• Directive
Shift every coordinate by adding 31 to each of its two numbers, and write out again all the lines from the one containing "In this photo, each instance of the chimney" through the end of the records, inclusive, leaving the other lines unchanged.

• Records for this task
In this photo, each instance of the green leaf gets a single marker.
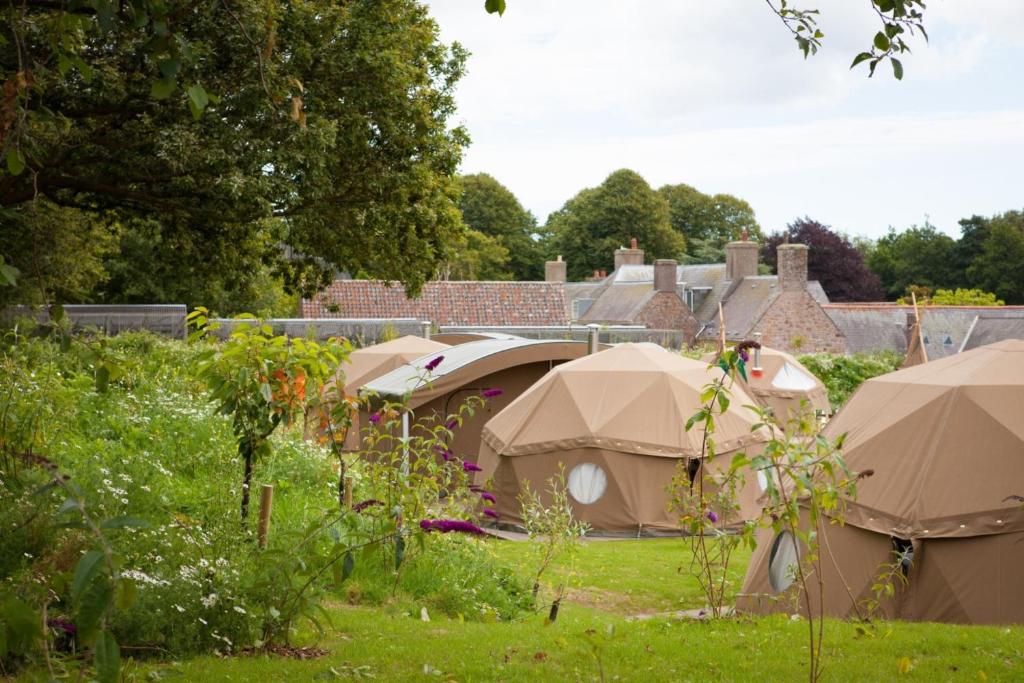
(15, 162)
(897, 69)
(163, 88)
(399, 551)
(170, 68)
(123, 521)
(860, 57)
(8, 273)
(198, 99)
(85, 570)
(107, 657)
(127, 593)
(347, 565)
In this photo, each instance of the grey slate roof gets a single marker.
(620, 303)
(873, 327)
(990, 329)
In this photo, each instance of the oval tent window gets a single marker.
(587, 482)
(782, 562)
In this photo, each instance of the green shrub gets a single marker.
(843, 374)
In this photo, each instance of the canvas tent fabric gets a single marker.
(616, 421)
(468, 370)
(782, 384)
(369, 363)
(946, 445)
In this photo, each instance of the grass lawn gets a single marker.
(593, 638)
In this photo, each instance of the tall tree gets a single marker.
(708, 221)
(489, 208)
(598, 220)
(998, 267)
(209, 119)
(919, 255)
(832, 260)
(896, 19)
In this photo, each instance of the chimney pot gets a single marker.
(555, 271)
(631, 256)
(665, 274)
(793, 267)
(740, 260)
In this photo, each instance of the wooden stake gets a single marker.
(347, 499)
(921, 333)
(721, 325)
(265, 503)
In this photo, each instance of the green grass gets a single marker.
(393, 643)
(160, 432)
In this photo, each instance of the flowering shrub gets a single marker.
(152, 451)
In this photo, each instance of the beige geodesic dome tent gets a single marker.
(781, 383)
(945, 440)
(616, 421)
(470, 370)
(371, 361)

• Task answer
In this photo, each instance of the chimney pot gets a single marker.
(586, 302)
(662, 287)
(696, 305)
(824, 298)
(771, 291)
In this photo, each instance of the wooden stake gets a single marker.
(378, 530)
(952, 364)
(752, 356)
(296, 534)
In this photo, each instance of the green grass gets a single marker.
(424, 674)
(191, 463)
In this photo, each instance of the flowering shrub gets a single marker.
(183, 482)
In this photo, each instance of the beige geodesic dome tent gets a single marker.
(812, 414)
(976, 471)
(647, 452)
(501, 401)
(402, 392)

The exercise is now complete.